** Start **
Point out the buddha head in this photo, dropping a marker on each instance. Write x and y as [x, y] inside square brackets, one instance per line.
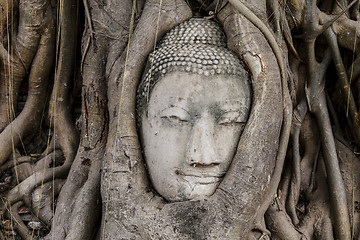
[193, 103]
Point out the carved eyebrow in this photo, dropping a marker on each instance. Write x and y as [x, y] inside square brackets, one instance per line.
[173, 106]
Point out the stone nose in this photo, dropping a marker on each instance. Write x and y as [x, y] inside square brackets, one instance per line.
[201, 148]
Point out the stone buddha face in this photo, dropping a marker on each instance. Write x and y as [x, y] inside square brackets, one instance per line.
[191, 125]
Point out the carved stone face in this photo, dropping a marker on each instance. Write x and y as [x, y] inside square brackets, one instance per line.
[191, 131]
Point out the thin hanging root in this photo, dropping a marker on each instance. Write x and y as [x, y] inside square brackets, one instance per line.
[31, 115]
[317, 104]
[25, 188]
[43, 199]
[18, 224]
[60, 110]
[345, 85]
[298, 118]
[287, 111]
[22, 49]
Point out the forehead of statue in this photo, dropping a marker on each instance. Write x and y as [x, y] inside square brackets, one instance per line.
[195, 93]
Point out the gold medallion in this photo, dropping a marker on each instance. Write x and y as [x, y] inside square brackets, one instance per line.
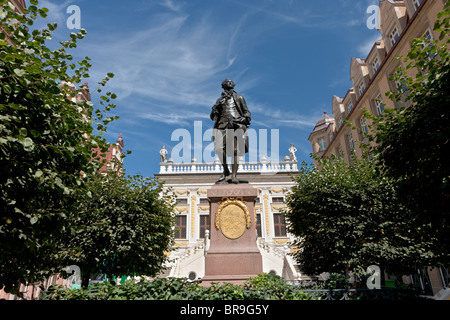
[232, 218]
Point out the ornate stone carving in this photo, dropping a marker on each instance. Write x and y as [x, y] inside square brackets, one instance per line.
[232, 218]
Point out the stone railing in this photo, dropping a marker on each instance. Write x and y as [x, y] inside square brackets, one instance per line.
[262, 167]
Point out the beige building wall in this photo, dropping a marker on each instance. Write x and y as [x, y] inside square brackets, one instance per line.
[401, 22]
** End **
Stated goal =>
Return all of the entries word for word, but omit the pictures.

Output of the exercise =>
Point out the buddha head in this photo, dropping a marker on each instance. Write x and y as [x, y] inside square brackets, one instance per line.
[193, 103]
Point out the carved eyebrow in this photo, dropping a marker on each instance. Write x and y as [x, y] inside square brackets, one instance per line.
[173, 106]
Point out the stone nose in this photo, dropping a marker on each instance. Write x and y as [x, y] inside square brackets, one instance per line.
[201, 148]
Point out the stone buddha face in this photo, dropping a marker on each instance. Write x and y as [x, y] inside square brackets, one instance per line.
[191, 125]
Point out the carved stone face in this photo, dropping a marker on each instance. Write x and y as [x, y] inside square brackets, one instance per line.
[191, 131]
Point out the thin hanging root in this photo, dropping a marker on each instance. Write x and y as [x, y] inside square brackets, one instance per line.
[31, 115]
[317, 104]
[25, 188]
[43, 199]
[18, 224]
[60, 110]
[345, 85]
[298, 118]
[287, 111]
[22, 49]
Point out the forehead of statue in this photo, dropping a marker on each instance. Write x and y as [x, y] inside square brackets, one instance per line.
[195, 93]
Point out the gold medallion in this photo, dropping a marker on each instance. Write x and y as [x, y] inside square brackets, one instance per line.
[232, 218]
Point out the ornate stone carving in this photo, dropping a marker on each instance. Write x and y as [x, y] inside square brackets, one instance per line.
[232, 218]
Point out the stone railing in this photo, dropping a marker on each instance. Write x and y as [x, y] inside square brackets, one instance per line.
[262, 167]
Point out the beige building wall in this photo, dropping a marker on each instance. Write x and y as [x, y] inside square brackets, one instance per line.
[401, 22]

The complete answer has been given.